== Problem A ==
Reproduce the passage from the mortality risk score abstract word for word, everything from "Conclusions: The variable" down to "please email: journals.permissions@oup.com.".
== Problem B ==
Take the text on the SPUM-ACS and GRACE 2.0 mortality risk scores further, picking up right after its last sentence.

== Document passage ==
────────────────────────────────────────
Results: 1.3% of 1'420'494'075 models outperformed the GRACE 2.0 Score. The SPUM-ACS Score includes age, plasma glucose, NT-proBNP, left ventricular ejection fraction (LVEF), Killip class, history of peripheral artery disease (PAD), malignancy, and cardio-pulmonary resuscitation. For predicting 1-year mortality after ACS, the SPUM-ACS Score outperformed the GRACE 2.0 Score which achieves a 5-fold cross-validated AUC of 0.81 (95% CI 0.78-0.84). Ranking individual features according to their importance across all multivariate models revealed age, trimethylamine N-oxide, creatinine, history of PAD or malignancy, LVEF, and haemoglobin as the most relevant variables for predicting 1-year mortality.

Conclusions: The variable ranking and the selection for the SPUM-ACS Score highlight the relevance of age, markers of heart failure, and comorbidities for prediction of all-cause death. Before application, this score needs to be externally validated and refined in larger cohorts.

Clinical trial registration: NCT01000701.

Keywords: Acute Coronary Syndromes; GRACE 2.0 Score; Machine Learning; NT-proBNP; age.

Published on behalf of the European Society of Cardiology. All rights reserved. © The Author(s) 2021. For permissions, please email: journals.permissions@oup.com.

Figures

Summarizing scheme of GRACE 2.0 and ML-based risk score for 1-year mortality and putative impact. Analyses of baseline variables in ACS patients for risk of mortality at 1 year. Easily available variables from clinical assessment build the basis for the GRACE score. The ML-derived multivariate SPUM-ACS risk score improves risk prediction compared to the GRACE 2.0 score.

Figure 1

AUCs of models predicting all-cause death at 1 year – numerous candidate risk scores improve risk prediction above GRACE 2.0. This figure shows model performance in terms of the five-fold cross-validated AUC score. A total of 1’420’494’075 models were obtained by combining the 56 baseline variables in all possible 8-variable models. The GRACE 2.0 Score performance is marked in black (AUC 0.815), the overall best and the overall best practical models’ performances are highlighted in red (AUC 0.866) and green (AUC 0.865) respectively. 17’857’817 (1.3%) models perform better than the GRACE 2.0 Score (blue curve segment on the left) (214’256’356 (15.1%) better than the GRACE 1.0 Score).
────────────────────────────────────────
== Information ==
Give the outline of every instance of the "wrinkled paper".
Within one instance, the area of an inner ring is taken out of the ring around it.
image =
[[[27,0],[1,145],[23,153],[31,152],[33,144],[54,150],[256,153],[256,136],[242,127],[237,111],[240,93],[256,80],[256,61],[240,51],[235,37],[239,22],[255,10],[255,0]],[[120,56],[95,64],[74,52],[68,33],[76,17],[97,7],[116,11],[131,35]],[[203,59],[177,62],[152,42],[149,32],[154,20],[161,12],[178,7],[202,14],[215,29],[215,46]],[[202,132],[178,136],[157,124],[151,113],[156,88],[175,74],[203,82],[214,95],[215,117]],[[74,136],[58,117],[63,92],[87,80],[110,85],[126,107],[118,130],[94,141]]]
────────────────────────────────────────
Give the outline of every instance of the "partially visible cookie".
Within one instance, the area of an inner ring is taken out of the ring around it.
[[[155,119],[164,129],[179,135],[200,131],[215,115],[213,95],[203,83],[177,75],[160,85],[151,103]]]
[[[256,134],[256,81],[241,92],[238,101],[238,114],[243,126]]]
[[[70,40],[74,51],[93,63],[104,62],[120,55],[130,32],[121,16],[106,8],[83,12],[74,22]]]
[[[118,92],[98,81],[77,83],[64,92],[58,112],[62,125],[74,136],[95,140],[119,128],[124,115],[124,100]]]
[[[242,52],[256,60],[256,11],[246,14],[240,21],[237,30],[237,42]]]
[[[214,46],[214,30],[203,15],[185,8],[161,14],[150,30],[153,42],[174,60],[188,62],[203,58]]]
────────────────────────────────────────
== Answer space A ==
Conclusions: The variable ranking and the selection for the SPUM-ACS Score highlight the relevance of age, markers of heart failure, and comorbidities for prediction of all-cause death. Before application, this score needs to be externally validated and refined in larger cohorts.

Clinical trial registration: NCT01000701.

Keywords: Acute Coronary Syndromes; GRACE 2.0 Score; Machine Learning; NT-proBNP; age.

Published on behalf of the European Society of Cardiology. All rights reserved. © The Author(s) 2021. For permissions, please email: journals.permissions@oup.com.

== Answer space B ==
Figure 2

SPUM-ACS Score calculator available as online supplemental file “SPUM-ACS Score.html”.

Figure 3

Ranking of features according to their importance across all multivariate models shows the role of age, atherosclerosis burden, heart damage, inflammation, and novel biomarkers for 1-year all-cause mortality risk stratification. The variables on the left are ranked and each entry indicates whether the variable on the left has a certain minimum rank (column) with a certain probability (colour coding), e.g. age appears on rank 4 or better with probability close to 1, while OAC has only a minimum rank of 43 with probability 50%. The blue/orange/blue lines indicate the minimum rank that a variable achieves with probability 25%/50%/75%.

Figure 4

Variable contribution to the performance of the SPUM-ACS Score. The SPUM-ACS Score model achieves AUC 0.86 while GRACE 2.0 achieves 0.81 (GRACE 1.0 achieves 0.78); the bars indicate how much the performance drops if the respective variable is being replaced by the next best practical variable, e.g. the model where we replace the LVEF variable is 0.006 AUC worse than the original model, while replacing Killip class in the SPUM-ACS model incurs a lesser drop in model performance, hence LVEF plays a more important role for this model.

Figure 5

Pairwise correlations of variable occurrence in models outperforming GRACE 2.0. This scheme illustrates the degree to which variables complement each other in good models: Each node in the network corresponds to one variable. Its colour indicates a cluster membership. Clusters mark variables that are better combinable than expected based on both their ranks. Gray links mark good combinations of variables in different clusters, while coloured links highlight good inter-cluster combinations. The thicker a line, the higher is the correlation to appear together in good models. We only visualize the biggest 5% of positive correlations. Links that are realized in our score are highlighted with black borders. The two strongest correlations between CPR—NT-proBNP and h/o malignancy—NT-proBNP are among them.